(Collected data entries)
________________________________________

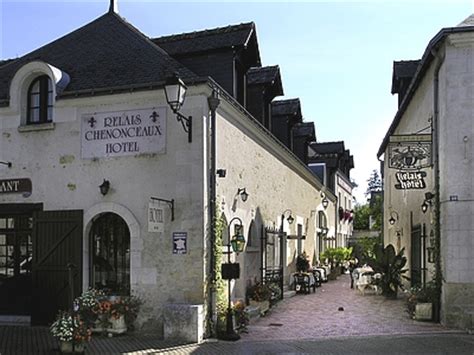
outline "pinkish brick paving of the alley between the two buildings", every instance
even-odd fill
[[[404,295],[397,300],[350,288],[349,275],[323,283],[316,293],[285,299],[268,316],[249,326],[242,339],[314,339],[322,337],[419,334],[446,330],[439,324],[409,319]],[[338,311],[343,307],[344,311]]]

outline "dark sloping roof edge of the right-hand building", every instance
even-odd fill
[[[405,98],[403,99],[402,103],[400,104],[400,107],[398,108],[398,111],[393,118],[392,123],[390,124],[390,127],[385,134],[385,137],[382,141],[382,144],[379,147],[379,150],[377,152],[377,158],[380,158],[382,154],[385,153],[385,149],[387,148],[388,142],[390,140],[390,136],[395,132],[395,129],[397,128],[398,124],[400,123],[400,120],[402,119],[403,114],[408,108],[408,105],[411,102],[411,99],[413,98],[413,95],[415,94],[416,89],[420,85],[421,81],[423,80],[424,74],[429,68],[429,65],[433,61],[434,57],[436,54],[433,54],[433,50],[436,49],[436,47],[441,45],[441,42],[450,34],[453,33],[463,33],[463,32],[474,32],[474,26],[461,26],[461,27],[446,27],[441,29],[428,43],[428,46],[425,49],[425,52],[423,54],[423,57],[421,58],[420,65],[418,65],[418,69],[416,70],[415,76],[408,87],[408,91],[405,95]]]

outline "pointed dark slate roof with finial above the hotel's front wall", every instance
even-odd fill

________________________________________

| Exercise aim |
Which lines above contain the word "roof"? List them.

| Problem solution |
outline "dark sloping roof edge of the right-hand building", every instance
outline "pointed dark slate roof with finial above the hotel's front wall", every instance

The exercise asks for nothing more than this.